- _KURZE AUFGABE_: Schreiben Sie den folgenden Textauszug über den Marathonlauf vollständig und wortgetreu ab.

- _TEXTAUSZUG_:
------------
Wir laufen einmal ums Karree, dann führen die ersten Kilometer vorbei an riesigen Gemüsefeldern. Wenn man das sieht, glaubt man gerne, daß von hier aus die halbe Nation mit Gemüse und Obst beliefert wird. Man sieht viele mexikanische Landarbeiter, die unter harten Bedingungen ihr karges Brot verdienen. Völlig flach ist der Kurs bisher, der Blick geht weit voraus und kündigt bereits hier eine harte mentale Prüfung an, denn Zuschauer hat’s nur ganz vereinzelt. Wenigstens ist der Himmel wolkenlos, aber das haben wir Älteren ja schon bei Ilja Richters „Disco“ von Albert Hammond gelernt: „It ne-he-ver rains in Californa…“

Auffällig sind die zahlreichen japanischen Teilnehmer, die über den Pazifik mal gerade eben auf die andere Seite gewechselt sind. Ich überhole den heutigen Marathon-Rekordhalter, den der Starter in der Wartezeit ermittelt hatte: Auf 426 Zähler schraubt er heute sein Konto. Unterwegs müsste ich mich mal in die Büsche schlagen, aber das geht bei den Amis gar nicht. Vereinzelt stehen Dixi-Klos am Rand, aber ich habe keinen Bock auf Anstehen, denn natürlich warten da schon die ersten Mädels. Irgendwann finde ich dann eine Baumreihe, hinter der man sich doch gut verstecken kann, und traue mich, allerdings nicht als erster. Keiner verhaftet mich, Glück gehabt.
------------
- _ANGEZEIGTE DATEN_:
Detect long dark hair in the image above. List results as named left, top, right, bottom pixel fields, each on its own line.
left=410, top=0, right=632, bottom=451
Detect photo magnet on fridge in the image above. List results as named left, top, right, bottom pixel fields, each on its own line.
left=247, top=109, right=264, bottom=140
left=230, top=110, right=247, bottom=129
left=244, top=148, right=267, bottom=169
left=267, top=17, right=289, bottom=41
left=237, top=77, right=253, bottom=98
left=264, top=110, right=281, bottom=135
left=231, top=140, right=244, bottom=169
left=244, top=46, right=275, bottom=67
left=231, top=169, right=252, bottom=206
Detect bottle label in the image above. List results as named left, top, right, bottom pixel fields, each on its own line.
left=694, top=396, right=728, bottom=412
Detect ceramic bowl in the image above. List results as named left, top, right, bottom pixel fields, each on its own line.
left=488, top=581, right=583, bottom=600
------------
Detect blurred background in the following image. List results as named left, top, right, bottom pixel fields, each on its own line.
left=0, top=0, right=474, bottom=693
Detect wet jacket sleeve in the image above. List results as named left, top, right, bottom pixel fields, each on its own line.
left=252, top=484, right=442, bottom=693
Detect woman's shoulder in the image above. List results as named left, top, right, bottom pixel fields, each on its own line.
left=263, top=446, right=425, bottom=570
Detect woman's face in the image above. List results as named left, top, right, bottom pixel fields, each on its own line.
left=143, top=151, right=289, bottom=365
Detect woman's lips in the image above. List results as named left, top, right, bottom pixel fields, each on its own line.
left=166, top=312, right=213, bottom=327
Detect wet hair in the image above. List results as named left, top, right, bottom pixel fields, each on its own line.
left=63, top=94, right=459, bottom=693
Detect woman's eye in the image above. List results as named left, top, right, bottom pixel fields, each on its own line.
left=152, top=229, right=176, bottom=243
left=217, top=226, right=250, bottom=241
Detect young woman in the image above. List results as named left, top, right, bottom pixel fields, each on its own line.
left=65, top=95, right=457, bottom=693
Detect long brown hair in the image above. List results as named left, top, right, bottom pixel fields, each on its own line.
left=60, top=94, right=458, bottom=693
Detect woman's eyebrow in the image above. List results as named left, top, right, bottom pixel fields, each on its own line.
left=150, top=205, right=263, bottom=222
------------
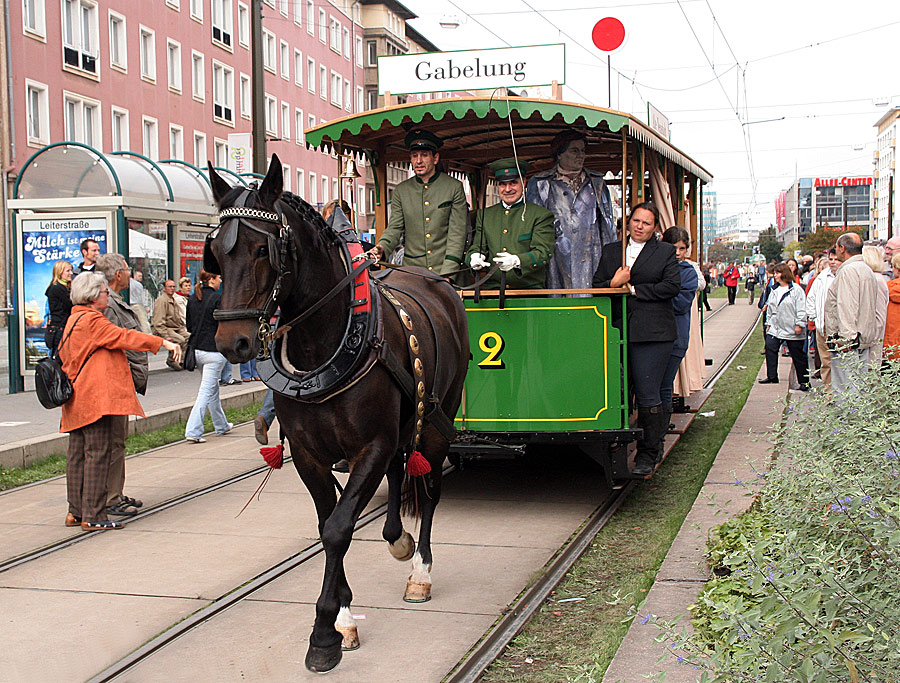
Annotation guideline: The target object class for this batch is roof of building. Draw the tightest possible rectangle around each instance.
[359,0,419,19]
------------
- _LÖSUNG DIESER AUFGABE_:
Wir laufen einmal ums Karree, dann führen die ersten Kilometer vorbei an riesigen Gemüsefeldern. Wenn man das sieht, glaubt man gerne, daß von hier aus die halbe Nation mit Gemüse und Obst beliefert wird. Man sieht viele mexikanische Landarbeiter, die unter harten Bedingungen ihr karges Brot verdienen. Völlig flach ist der Kurs bisher, der Blick geht weit voraus und kündigt bereits hier eine harte mentale Prüfung an, denn Zuschauer hat’s nur ganz vereinzelt. Wenigstens ist der Himmel wolkenlos, aber das haben wir Älteren ja schon bei Ilja Richters „Disco“ von Albert Hammond gelernt: „It ne-he-ver rains in Californa…“

Auffällig sind die zahlreichen japanischen Teilnehmer, die über den Pazifik mal gerade eben auf die andere Seite gewechselt sind. Ich überhole den heutigen Marathon-Rekordhalter, den der Starter in der Wartezeit ermittelt hatte: Auf 426 Zähler schraubt er heute sein Konto. Unterwegs müsste ich mich mal in die Büsche schlagen, aber das geht bei den Amis gar nicht. Vereinzelt stehen Dixi-Klos am Rand, aber ich habe keinen Bock auf Anstehen, denn natürlich warten da schon die ersten Mädels. Irgendwann finde ich dann eine Baumreihe, hinter der man sich doch gut verstecken kann, und traue mich, allerdings nicht als erster. Keiner verhaftet mich, Glück gehabt.